WRITTEN TASK — Add 39 to every coordinate in the rows below, from the row that contains "the cheetah's ear" through the last row. Write that whole stretch out again, keeping the rows without coordinates as they are.

## START INPUT ROWS

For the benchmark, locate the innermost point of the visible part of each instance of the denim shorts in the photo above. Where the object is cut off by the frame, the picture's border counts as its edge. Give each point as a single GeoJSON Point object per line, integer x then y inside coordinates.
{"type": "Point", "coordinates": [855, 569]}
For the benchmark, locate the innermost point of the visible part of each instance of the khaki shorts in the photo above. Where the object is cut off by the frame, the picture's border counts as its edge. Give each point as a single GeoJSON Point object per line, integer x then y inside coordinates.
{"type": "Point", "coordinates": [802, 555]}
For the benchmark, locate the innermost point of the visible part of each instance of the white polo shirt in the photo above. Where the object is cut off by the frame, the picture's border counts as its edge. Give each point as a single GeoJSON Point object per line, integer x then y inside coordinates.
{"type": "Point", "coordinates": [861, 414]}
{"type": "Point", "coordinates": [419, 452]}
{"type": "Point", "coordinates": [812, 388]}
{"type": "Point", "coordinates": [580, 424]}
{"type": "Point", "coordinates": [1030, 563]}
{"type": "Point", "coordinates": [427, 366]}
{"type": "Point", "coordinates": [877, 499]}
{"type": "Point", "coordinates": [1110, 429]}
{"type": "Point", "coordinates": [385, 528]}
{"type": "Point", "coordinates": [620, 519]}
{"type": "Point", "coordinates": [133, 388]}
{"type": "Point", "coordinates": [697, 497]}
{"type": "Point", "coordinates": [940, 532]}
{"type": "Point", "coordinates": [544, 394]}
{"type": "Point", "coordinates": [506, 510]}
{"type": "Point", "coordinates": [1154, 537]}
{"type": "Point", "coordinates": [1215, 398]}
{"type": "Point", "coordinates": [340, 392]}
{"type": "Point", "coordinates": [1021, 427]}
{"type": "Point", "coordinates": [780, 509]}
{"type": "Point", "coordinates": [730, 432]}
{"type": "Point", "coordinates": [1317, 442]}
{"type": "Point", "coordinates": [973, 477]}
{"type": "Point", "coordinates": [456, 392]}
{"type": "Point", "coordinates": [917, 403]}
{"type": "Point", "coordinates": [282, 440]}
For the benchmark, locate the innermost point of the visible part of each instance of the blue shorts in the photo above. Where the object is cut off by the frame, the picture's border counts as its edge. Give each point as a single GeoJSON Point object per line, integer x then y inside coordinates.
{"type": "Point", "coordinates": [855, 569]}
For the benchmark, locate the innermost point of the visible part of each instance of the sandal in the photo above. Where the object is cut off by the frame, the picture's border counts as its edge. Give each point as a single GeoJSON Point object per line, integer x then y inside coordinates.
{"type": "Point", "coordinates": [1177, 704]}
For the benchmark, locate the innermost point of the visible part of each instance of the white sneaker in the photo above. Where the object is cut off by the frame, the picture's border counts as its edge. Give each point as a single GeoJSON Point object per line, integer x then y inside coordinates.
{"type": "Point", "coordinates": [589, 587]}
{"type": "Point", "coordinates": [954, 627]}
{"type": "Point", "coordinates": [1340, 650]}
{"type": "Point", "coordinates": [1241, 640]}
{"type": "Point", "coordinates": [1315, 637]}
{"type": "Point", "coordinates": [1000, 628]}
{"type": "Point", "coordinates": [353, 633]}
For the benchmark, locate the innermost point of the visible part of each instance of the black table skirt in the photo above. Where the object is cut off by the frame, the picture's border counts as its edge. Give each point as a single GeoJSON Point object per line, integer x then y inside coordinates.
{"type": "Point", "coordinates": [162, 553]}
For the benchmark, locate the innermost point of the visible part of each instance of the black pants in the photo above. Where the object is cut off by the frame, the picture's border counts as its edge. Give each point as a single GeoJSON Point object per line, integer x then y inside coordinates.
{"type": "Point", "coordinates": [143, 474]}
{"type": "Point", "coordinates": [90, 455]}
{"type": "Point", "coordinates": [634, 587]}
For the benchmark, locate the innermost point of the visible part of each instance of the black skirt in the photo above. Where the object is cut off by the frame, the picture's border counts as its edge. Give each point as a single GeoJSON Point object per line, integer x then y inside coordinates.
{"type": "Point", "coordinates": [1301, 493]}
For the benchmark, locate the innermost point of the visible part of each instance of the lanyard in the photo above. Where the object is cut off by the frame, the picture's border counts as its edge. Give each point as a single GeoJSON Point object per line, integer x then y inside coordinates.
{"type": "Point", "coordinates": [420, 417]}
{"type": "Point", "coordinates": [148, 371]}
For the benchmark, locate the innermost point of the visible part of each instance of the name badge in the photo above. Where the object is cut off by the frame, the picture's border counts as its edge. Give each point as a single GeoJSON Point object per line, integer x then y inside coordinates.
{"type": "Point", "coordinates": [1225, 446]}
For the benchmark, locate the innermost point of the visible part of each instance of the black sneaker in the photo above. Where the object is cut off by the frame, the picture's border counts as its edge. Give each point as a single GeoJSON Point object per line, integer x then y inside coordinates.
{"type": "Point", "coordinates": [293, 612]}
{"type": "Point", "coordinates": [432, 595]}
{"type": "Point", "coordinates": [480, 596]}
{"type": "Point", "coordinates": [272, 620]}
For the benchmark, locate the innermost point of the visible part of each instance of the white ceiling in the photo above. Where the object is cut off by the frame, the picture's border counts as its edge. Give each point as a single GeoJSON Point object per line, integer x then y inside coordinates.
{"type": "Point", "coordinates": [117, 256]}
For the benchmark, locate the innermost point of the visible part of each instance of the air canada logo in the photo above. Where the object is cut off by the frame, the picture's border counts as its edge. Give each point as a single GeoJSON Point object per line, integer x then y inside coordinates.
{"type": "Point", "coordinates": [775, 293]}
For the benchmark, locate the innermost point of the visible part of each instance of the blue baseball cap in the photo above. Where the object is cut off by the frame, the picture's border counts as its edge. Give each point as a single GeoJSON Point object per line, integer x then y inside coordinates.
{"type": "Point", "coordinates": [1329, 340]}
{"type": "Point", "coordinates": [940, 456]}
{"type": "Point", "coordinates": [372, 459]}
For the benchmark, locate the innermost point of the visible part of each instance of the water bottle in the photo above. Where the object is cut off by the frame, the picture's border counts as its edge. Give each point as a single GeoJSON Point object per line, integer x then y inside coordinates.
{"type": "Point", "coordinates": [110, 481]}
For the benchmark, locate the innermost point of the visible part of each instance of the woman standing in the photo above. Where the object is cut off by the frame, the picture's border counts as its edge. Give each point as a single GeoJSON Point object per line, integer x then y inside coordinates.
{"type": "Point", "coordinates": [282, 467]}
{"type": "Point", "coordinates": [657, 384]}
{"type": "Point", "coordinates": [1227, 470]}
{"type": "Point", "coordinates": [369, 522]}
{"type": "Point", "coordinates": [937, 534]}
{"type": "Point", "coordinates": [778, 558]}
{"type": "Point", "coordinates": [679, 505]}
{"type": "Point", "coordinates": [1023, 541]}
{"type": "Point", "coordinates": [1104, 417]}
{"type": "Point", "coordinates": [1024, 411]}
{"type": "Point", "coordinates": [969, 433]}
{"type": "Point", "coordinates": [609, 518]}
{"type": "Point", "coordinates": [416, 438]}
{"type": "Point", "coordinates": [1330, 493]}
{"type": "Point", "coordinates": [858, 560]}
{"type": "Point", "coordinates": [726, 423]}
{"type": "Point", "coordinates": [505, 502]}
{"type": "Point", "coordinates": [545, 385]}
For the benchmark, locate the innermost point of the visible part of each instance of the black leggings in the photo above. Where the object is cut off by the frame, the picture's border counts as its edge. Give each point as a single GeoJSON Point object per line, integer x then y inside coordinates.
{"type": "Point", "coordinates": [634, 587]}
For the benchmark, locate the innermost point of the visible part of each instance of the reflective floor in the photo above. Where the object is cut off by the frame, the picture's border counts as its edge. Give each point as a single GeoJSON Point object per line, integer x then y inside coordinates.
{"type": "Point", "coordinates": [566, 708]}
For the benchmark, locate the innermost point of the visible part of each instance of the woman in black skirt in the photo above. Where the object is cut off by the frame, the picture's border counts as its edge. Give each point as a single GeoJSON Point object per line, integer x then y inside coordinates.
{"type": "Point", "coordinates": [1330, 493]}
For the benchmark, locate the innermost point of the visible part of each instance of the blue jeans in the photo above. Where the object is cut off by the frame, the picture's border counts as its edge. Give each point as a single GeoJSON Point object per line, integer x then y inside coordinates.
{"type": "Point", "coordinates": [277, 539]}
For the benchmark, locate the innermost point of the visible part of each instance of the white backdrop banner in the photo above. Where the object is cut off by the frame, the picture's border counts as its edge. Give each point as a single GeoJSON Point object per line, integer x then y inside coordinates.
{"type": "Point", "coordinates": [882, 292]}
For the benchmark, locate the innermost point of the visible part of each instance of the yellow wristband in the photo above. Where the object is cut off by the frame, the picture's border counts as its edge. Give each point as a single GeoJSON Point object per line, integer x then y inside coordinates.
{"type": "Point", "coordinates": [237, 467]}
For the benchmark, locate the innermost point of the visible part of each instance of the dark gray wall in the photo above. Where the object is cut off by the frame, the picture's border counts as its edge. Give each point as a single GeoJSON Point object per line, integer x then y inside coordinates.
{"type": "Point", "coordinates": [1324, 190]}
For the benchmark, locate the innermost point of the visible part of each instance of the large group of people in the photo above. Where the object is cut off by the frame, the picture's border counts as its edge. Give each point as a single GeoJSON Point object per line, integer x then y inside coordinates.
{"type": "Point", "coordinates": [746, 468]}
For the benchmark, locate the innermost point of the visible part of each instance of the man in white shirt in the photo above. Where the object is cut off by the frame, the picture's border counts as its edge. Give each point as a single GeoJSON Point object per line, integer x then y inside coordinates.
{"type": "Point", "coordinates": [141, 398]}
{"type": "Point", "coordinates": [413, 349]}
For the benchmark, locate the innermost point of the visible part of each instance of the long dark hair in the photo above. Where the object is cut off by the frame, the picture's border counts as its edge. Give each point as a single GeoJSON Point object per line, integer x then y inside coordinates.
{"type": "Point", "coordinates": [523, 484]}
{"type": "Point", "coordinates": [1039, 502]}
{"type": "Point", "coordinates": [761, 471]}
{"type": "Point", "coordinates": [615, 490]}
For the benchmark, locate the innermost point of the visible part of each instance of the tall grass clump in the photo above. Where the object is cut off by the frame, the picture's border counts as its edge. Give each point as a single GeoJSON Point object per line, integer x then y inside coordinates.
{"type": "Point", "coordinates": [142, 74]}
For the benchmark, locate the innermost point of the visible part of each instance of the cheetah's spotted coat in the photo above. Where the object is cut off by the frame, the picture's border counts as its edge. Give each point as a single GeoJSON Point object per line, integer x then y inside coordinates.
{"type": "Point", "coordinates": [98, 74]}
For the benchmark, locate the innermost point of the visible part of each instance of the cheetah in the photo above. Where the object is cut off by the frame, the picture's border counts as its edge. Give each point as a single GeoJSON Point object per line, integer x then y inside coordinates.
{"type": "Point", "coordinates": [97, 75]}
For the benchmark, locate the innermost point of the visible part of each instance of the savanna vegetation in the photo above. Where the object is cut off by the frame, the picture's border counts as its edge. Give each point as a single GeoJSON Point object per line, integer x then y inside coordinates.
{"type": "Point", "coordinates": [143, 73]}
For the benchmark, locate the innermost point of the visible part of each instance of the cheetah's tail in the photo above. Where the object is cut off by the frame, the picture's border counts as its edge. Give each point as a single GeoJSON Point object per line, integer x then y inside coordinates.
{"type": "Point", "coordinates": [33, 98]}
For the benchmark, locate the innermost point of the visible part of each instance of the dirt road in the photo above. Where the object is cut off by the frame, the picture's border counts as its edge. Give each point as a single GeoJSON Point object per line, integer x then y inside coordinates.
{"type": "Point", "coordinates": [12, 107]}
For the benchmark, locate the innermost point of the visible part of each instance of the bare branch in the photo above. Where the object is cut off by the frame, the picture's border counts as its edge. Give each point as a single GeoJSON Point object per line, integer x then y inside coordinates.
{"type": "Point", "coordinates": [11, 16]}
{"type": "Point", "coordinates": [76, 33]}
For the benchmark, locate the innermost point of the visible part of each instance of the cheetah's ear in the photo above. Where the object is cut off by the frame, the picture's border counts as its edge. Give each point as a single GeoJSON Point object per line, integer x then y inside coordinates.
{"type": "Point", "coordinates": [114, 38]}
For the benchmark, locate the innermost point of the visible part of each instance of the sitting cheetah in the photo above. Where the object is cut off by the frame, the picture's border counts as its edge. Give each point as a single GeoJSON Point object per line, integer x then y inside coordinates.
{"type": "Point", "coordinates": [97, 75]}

## END INPUT ROWS

RESPONSE TO THE TASK —
For the benchmark, locate the innermost point of the visible part of each instance of the cheetah's ear in the photo above. Where the object is cut off by the frame, the picture's border counts as its edge. Give each point as a single GeoJSON Point object per line, integer x then y inside coordinates.
{"type": "Point", "coordinates": [153, 77]}
For the benchmark, locate the innermost point of the visible part of each instance of the sitting cheetah in the photo above. Where the object is cut off by the frame, the picture's border counts as its edge. Give each point as a single GeoJSON Point object per line, integer x then y inside coordinates.
{"type": "Point", "coordinates": [136, 114]}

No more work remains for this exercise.